[Region pointing data]
--- --- ---

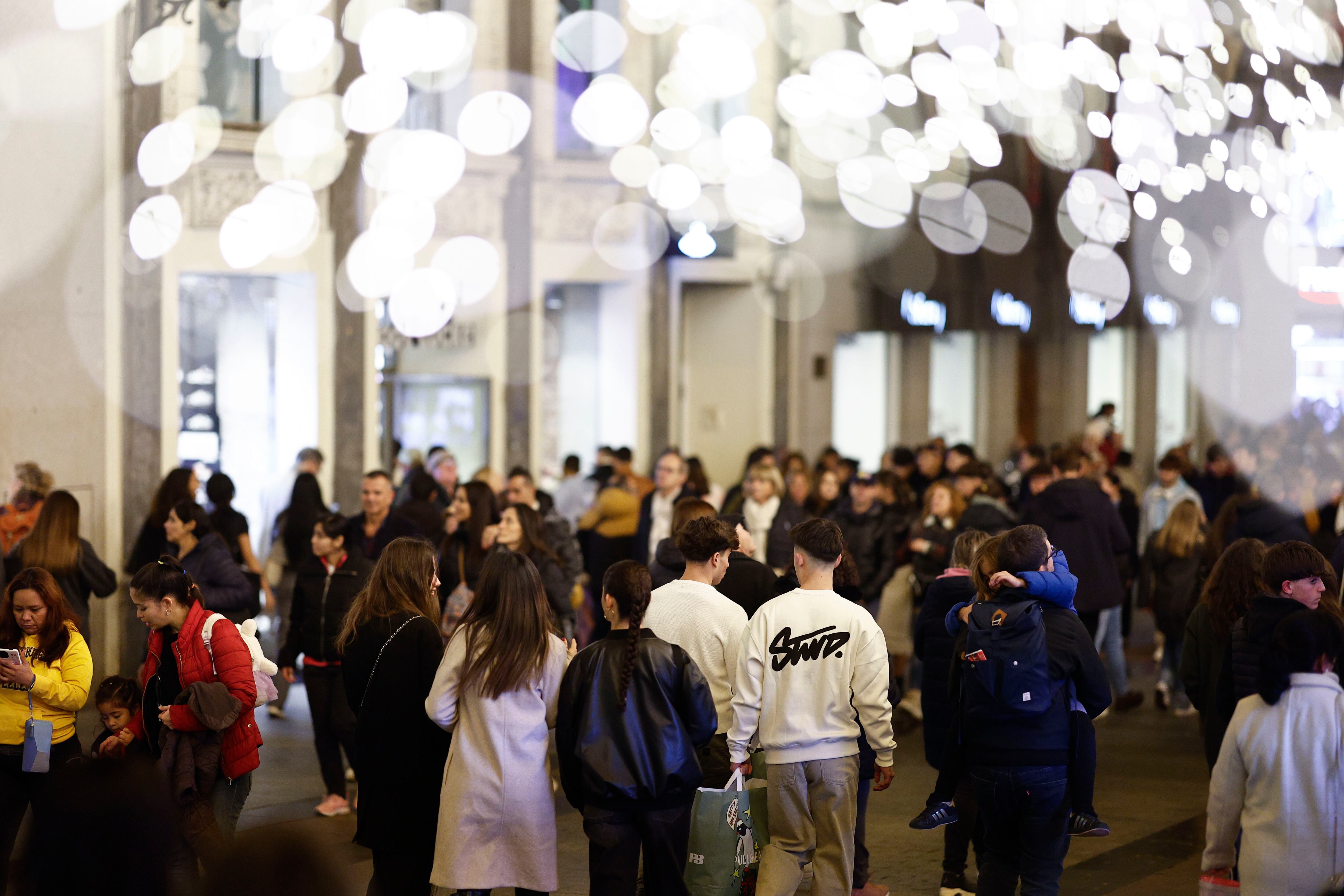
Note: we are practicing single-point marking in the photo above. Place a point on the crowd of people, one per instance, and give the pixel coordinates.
(677, 635)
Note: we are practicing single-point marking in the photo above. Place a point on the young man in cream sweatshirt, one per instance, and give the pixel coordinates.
(693, 615)
(808, 662)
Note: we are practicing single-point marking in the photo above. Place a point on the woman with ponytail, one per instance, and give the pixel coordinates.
(634, 714)
(1279, 780)
(170, 602)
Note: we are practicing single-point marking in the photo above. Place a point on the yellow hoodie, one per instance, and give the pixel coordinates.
(58, 694)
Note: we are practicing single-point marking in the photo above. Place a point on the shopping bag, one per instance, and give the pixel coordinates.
(724, 852)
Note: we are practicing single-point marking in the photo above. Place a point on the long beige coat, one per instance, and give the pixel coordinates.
(496, 815)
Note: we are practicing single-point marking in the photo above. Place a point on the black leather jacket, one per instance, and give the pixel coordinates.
(647, 754)
(320, 605)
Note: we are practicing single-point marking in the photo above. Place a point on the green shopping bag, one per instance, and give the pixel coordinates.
(725, 848)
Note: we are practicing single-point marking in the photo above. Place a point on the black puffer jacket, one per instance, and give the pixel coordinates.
(648, 753)
(1082, 522)
(1170, 585)
(748, 584)
(871, 543)
(320, 605)
(1268, 522)
(779, 551)
(222, 584)
(987, 514)
(933, 645)
(667, 565)
(1250, 636)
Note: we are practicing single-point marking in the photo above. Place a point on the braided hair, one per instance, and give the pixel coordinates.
(630, 586)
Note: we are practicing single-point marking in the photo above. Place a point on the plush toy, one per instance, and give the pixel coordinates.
(263, 668)
(260, 663)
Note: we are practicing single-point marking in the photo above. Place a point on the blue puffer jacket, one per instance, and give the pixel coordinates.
(222, 584)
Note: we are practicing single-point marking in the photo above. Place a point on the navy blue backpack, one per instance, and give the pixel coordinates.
(1006, 666)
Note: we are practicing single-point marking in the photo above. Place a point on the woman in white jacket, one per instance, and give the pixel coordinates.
(496, 691)
(1279, 776)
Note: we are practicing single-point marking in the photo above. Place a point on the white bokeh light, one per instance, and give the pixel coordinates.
(155, 226)
(494, 123)
(474, 264)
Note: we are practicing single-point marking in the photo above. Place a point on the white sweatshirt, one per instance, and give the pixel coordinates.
(806, 658)
(709, 627)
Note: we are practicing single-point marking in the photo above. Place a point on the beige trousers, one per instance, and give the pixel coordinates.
(812, 815)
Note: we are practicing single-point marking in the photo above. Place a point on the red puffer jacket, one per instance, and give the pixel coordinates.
(233, 662)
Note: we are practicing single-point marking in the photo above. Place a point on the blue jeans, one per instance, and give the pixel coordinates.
(228, 798)
(1111, 641)
(1170, 673)
(1026, 815)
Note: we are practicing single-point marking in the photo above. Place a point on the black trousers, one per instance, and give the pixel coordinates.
(397, 874)
(716, 763)
(21, 789)
(334, 724)
(861, 835)
(970, 831)
(616, 837)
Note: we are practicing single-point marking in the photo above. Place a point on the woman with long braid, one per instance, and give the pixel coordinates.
(634, 714)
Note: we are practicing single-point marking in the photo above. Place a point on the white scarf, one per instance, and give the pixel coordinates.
(760, 518)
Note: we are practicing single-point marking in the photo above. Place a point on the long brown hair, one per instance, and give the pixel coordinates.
(983, 567)
(507, 627)
(1183, 534)
(171, 491)
(400, 584)
(61, 620)
(484, 512)
(630, 585)
(959, 504)
(54, 542)
(1232, 585)
(165, 578)
(534, 530)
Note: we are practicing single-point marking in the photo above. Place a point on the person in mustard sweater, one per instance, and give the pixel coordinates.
(54, 670)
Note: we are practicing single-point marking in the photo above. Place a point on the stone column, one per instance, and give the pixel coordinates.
(518, 240)
(142, 317)
(350, 369)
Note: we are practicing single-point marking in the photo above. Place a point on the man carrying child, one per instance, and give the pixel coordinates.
(1023, 663)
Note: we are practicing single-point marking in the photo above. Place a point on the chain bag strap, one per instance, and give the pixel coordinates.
(381, 656)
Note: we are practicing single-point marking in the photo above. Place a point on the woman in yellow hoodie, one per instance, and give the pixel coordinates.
(56, 671)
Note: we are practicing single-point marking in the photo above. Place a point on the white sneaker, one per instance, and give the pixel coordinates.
(333, 806)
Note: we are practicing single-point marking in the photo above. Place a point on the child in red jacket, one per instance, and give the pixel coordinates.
(171, 605)
(119, 702)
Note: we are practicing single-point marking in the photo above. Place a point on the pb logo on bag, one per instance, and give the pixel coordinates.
(728, 829)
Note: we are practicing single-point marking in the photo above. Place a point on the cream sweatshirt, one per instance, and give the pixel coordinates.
(709, 627)
(806, 658)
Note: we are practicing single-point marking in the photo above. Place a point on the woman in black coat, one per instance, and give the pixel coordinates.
(203, 555)
(935, 647)
(328, 582)
(522, 530)
(56, 546)
(472, 514)
(390, 651)
(151, 545)
(1170, 578)
(793, 510)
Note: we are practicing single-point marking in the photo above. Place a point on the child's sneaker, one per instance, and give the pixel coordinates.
(956, 886)
(1085, 825)
(936, 816)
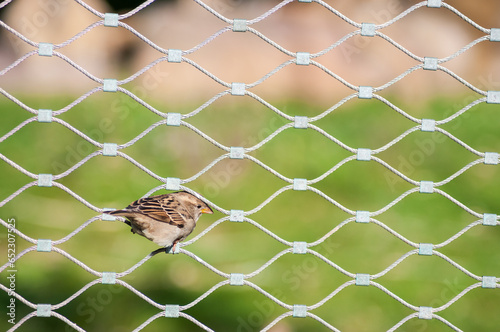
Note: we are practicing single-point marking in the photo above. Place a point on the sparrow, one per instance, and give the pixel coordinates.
(164, 219)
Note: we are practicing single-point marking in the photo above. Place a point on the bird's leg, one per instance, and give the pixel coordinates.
(171, 248)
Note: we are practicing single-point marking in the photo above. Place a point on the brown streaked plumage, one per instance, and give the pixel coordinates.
(164, 219)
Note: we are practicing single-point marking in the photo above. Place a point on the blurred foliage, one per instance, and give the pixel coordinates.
(242, 184)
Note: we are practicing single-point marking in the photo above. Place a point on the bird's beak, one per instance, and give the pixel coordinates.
(207, 210)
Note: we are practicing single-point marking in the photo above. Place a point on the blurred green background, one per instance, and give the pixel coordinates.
(51, 213)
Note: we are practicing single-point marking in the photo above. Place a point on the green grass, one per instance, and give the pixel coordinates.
(242, 184)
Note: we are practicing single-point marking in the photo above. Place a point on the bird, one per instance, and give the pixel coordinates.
(164, 219)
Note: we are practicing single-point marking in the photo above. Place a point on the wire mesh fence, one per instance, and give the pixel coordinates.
(399, 171)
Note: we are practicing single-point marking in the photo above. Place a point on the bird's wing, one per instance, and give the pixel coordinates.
(163, 208)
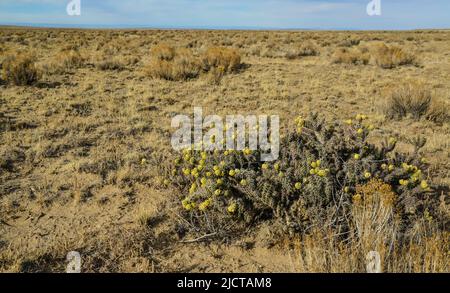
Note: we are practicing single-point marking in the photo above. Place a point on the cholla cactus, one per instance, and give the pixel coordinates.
(313, 184)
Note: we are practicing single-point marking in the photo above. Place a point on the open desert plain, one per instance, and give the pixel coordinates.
(87, 165)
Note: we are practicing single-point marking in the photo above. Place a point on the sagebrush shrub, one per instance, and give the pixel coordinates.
(390, 56)
(351, 56)
(181, 64)
(215, 57)
(306, 49)
(313, 184)
(20, 69)
(416, 100)
(163, 52)
(69, 59)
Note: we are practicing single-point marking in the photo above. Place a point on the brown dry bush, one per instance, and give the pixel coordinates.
(306, 49)
(416, 100)
(70, 59)
(110, 63)
(389, 57)
(64, 61)
(20, 69)
(351, 56)
(217, 57)
(163, 52)
(438, 111)
(181, 64)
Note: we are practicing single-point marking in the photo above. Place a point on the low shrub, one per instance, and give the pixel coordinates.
(414, 99)
(110, 63)
(163, 52)
(184, 65)
(20, 69)
(351, 56)
(221, 57)
(70, 59)
(315, 182)
(306, 49)
(390, 56)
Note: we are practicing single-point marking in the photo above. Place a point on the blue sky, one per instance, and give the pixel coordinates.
(313, 14)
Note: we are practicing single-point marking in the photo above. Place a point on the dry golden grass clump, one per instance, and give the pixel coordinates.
(220, 57)
(163, 52)
(65, 60)
(181, 64)
(351, 56)
(20, 69)
(389, 57)
(70, 59)
(306, 49)
(110, 63)
(376, 227)
(416, 100)
(374, 216)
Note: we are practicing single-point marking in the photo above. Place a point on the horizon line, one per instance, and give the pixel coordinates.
(231, 28)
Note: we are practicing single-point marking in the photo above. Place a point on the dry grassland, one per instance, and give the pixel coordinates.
(85, 132)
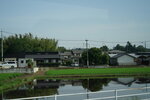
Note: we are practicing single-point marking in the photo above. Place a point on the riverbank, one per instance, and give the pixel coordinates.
(104, 72)
(14, 81)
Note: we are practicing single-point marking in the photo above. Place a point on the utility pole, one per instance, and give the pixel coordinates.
(87, 53)
(2, 44)
(145, 44)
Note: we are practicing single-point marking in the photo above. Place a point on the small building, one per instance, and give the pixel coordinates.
(115, 52)
(40, 59)
(77, 54)
(123, 59)
(44, 59)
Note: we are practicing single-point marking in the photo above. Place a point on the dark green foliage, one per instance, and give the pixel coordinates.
(95, 57)
(28, 43)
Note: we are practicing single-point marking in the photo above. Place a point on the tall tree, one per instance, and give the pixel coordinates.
(28, 43)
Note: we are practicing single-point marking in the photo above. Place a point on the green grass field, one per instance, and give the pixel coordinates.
(101, 71)
(7, 80)
(7, 76)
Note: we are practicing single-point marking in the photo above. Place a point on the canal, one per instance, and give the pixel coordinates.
(47, 87)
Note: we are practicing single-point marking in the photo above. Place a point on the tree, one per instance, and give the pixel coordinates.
(95, 57)
(104, 48)
(28, 43)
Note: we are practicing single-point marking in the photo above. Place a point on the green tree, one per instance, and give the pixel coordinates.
(28, 43)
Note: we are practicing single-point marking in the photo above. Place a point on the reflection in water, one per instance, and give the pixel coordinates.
(35, 88)
(50, 86)
(95, 84)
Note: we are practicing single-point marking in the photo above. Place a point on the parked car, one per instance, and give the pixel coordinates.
(8, 64)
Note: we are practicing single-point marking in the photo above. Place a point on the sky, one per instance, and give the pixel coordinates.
(71, 22)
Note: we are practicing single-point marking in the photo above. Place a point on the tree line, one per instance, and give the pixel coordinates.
(28, 43)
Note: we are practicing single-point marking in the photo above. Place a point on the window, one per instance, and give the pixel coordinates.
(22, 61)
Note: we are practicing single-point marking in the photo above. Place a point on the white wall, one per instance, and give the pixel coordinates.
(22, 62)
(126, 60)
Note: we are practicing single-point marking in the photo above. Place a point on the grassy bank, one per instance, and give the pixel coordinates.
(100, 72)
(12, 80)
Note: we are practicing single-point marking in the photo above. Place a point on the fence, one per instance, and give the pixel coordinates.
(115, 97)
(19, 70)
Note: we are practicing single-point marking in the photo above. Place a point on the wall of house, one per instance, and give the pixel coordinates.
(126, 60)
(22, 62)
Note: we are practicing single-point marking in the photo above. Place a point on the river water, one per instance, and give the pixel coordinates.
(49, 87)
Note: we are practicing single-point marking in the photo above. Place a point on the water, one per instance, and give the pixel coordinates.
(49, 87)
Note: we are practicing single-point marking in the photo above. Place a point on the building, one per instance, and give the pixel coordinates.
(122, 59)
(44, 59)
(40, 59)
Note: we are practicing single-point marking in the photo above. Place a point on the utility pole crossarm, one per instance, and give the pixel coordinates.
(87, 53)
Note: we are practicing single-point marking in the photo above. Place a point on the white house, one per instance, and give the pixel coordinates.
(123, 60)
(22, 62)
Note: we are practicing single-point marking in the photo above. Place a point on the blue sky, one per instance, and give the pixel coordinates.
(99, 20)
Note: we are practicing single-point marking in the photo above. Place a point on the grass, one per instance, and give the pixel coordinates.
(11, 80)
(7, 76)
(100, 71)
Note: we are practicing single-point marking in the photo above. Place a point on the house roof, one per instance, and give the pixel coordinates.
(122, 54)
(15, 55)
(67, 53)
(78, 51)
(42, 55)
(115, 51)
(33, 55)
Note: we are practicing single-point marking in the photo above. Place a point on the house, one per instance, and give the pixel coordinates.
(122, 59)
(73, 56)
(44, 59)
(66, 58)
(40, 59)
(77, 54)
(143, 58)
(115, 52)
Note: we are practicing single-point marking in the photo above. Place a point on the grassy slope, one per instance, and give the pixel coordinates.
(9, 80)
(101, 71)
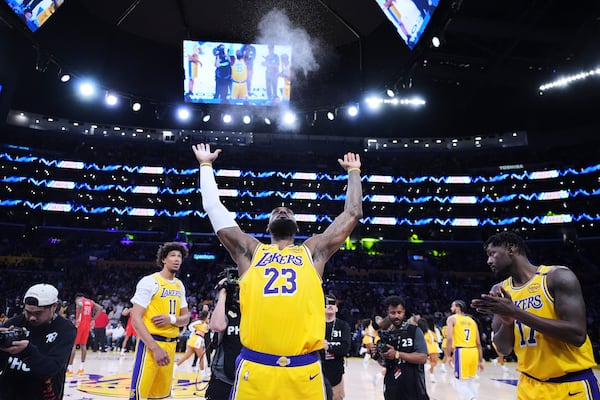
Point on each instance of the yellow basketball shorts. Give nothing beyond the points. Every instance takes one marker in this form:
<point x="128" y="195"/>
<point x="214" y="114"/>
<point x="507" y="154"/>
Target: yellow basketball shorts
<point x="267" y="376"/>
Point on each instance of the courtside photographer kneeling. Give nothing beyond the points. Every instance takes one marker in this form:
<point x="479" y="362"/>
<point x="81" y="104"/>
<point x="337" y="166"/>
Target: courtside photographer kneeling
<point x="35" y="348"/>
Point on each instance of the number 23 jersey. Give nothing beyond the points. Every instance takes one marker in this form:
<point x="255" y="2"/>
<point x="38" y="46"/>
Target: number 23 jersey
<point x="282" y="303"/>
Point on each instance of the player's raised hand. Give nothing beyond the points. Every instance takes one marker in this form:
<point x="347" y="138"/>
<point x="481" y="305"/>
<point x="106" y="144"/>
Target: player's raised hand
<point x="351" y="160"/>
<point x="203" y="153"/>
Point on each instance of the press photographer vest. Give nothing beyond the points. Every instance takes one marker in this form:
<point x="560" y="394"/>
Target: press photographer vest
<point x="410" y="377"/>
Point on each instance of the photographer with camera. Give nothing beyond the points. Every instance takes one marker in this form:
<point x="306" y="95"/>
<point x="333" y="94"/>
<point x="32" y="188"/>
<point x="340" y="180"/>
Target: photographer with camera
<point x="225" y="322"/>
<point x="403" y="352"/>
<point x="35" y="348"/>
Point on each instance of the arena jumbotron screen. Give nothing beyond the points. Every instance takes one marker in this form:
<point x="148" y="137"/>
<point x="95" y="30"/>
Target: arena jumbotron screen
<point x="236" y="73"/>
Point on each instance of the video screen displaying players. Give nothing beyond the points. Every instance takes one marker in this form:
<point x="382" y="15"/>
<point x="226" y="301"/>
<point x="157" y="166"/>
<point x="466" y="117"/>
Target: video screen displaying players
<point x="410" y="17"/>
<point x="237" y="73"/>
<point x="34" y="13"/>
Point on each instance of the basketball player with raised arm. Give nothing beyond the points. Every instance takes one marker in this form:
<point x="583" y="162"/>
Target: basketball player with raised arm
<point x="281" y="296"/>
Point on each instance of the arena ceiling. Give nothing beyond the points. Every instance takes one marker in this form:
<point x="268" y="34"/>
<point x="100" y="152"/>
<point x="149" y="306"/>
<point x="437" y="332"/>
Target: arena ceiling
<point x="483" y="78"/>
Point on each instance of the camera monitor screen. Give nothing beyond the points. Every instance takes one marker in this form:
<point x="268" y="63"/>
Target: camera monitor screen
<point x="34" y="13"/>
<point x="410" y="17"/>
<point x="237" y="73"/>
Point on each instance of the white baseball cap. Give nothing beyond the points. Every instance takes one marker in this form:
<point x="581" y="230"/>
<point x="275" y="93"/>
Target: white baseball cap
<point x="41" y="295"/>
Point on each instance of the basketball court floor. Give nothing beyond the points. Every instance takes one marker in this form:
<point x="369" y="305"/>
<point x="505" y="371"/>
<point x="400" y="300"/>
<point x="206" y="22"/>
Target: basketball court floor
<point x="108" y="375"/>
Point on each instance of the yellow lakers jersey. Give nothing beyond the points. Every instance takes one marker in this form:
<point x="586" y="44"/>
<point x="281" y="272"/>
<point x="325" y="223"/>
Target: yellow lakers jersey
<point x="431" y="341"/>
<point x="465" y="331"/>
<point x="282" y="302"/>
<point x="239" y="72"/>
<point x="536" y="352"/>
<point x="167" y="300"/>
<point x="444" y="332"/>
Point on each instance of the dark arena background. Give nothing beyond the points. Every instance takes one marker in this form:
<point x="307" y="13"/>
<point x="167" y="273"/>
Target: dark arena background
<point x="496" y="129"/>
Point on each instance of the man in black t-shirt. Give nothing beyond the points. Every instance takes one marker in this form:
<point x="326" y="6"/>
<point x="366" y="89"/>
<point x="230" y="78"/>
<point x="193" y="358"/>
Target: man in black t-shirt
<point x="34" y="367"/>
<point x="403" y="352"/>
<point x="225" y="322"/>
<point x="336" y="346"/>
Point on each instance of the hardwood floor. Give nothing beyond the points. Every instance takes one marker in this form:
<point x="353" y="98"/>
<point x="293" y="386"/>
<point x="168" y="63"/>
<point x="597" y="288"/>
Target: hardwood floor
<point x="107" y="376"/>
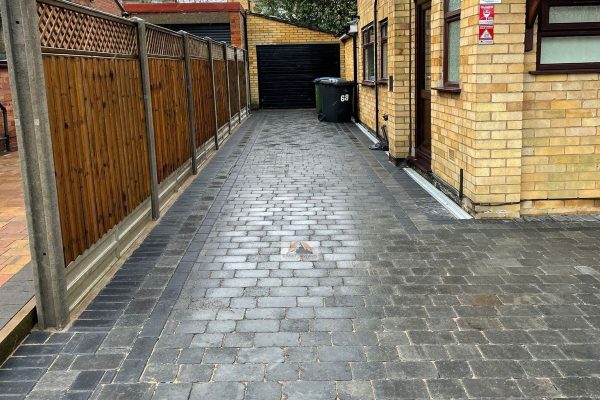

--- --- ---

* ASSIGNMENT: Among the entries above, copy exactly only the lines starting with the one containing "Target: press photographer vest" and going through the one containing "Point on each instance of the white", both ends included.

* EXPECTED ANSWER:
Target: press photographer vest
<point x="410" y="377"/>
Point on each instance of the photographer with camera. Give nothing beyond the points. Every instance takes one marker in this form:
<point x="306" y="95"/>
<point x="333" y="94"/>
<point x="32" y="188"/>
<point x="340" y="180"/>
Target: photographer with camera
<point x="225" y="322"/>
<point x="403" y="352"/>
<point x="35" y="348"/>
Point on each instance of the arena jumbotron screen. Give nothing beyond the points. Every instance takes one marker in this form:
<point x="148" y="137"/>
<point x="95" y="30"/>
Target: arena jumbotron screen
<point x="236" y="73"/>
Point on each instance of the video screen displaying players. Give nothing beyond the points. Every instance takes one marker in this form:
<point x="382" y="15"/>
<point x="226" y="301"/>
<point x="157" y="166"/>
<point x="466" y="117"/>
Target: video screen displaying players
<point x="410" y="17"/>
<point x="237" y="73"/>
<point x="34" y="13"/>
Point on each instance of the basketball player with raised arm. Give nothing beyond the points. Every instance takes one marker in this form:
<point x="583" y="162"/>
Target: basketball player with raised arm
<point x="281" y="296"/>
Point on each instance of the arena ceiling. Give nothing beyond the points. Every instance takes one marker in this form:
<point x="268" y="34"/>
<point x="100" y="152"/>
<point x="149" y="306"/>
<point x="437" y="332"/>
Target: arena ceiling
<point x="483" y="78"/>
Point on each instance of the camera monitor screen. Give nothing beyond the points. Every instance takes one marker in this form:
<point x="268" y="63"/>
Target: camera monitor screen
<point x="34" y="13"/>
<point x="410" y="17"/>
<point x="237" y="73"/>
Point on each instance of the white baseball cap. Give nothing beyond the points. Every instance takes one marker in this form:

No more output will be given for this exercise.